── Provided material

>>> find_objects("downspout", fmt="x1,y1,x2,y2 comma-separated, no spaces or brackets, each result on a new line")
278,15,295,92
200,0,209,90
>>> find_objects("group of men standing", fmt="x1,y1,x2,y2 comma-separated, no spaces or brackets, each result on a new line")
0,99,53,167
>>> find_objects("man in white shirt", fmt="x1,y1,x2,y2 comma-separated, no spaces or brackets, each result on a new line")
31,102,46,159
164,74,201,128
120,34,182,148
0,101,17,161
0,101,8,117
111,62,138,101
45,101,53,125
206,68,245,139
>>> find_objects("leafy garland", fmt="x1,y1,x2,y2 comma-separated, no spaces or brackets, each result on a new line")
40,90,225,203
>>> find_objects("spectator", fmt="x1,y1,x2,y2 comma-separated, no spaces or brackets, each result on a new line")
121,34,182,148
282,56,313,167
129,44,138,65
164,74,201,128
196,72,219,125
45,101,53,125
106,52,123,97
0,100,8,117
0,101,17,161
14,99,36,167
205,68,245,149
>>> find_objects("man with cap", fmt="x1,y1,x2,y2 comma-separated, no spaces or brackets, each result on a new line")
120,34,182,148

────

Activity:
Transcribe the records in full, word for word.

Solution to this problem:
>>> find_objects("downspout", fmt="x1,y1,x2,y2 comma-separated, no spaces or brackets, each result on a new line")
278,15,295,92
200,0,209,90
>>> find_objects("group of men standing", fmt="x1,y1,x2,y2 comma-separated, no spaces or brackets, each result on a new line")
0,99,53,167
>>> find_objects("man in white shirt", fmt="x1,y1,x2,y2 comma-separated, no spaces or brackets, each result on a new line")
31,102,46,159
164,74,201,128
120,34,182,148
0,101,17,161
0,101,8,117
111,62,138,101
45,101,53,125
206,68,245,139
>>> find_objects("leafy garland", fmt="x1,y1,x2,y2 comma-separated, no spaces or brackets, each result on a new line")
40,90,225,203
>>> find_objects("spectator", fmt="x1,y1,x2,y2 comma-separated, no spaces or brackets, each result on a new line")
121,34,182,148
282,56,313,167
129,44,138,65
164,74,201,128
196,72,219,125
45,101,53,125
106,52,123,97
0,100,8,117
0,101,17,161
14,99,36,167
205,68,245,149
>>> find_objects("man with cap", fmt="x1,y1,x2,y2 comma-separated, no spaces or brackets, each result on a new line")
120,34,182,148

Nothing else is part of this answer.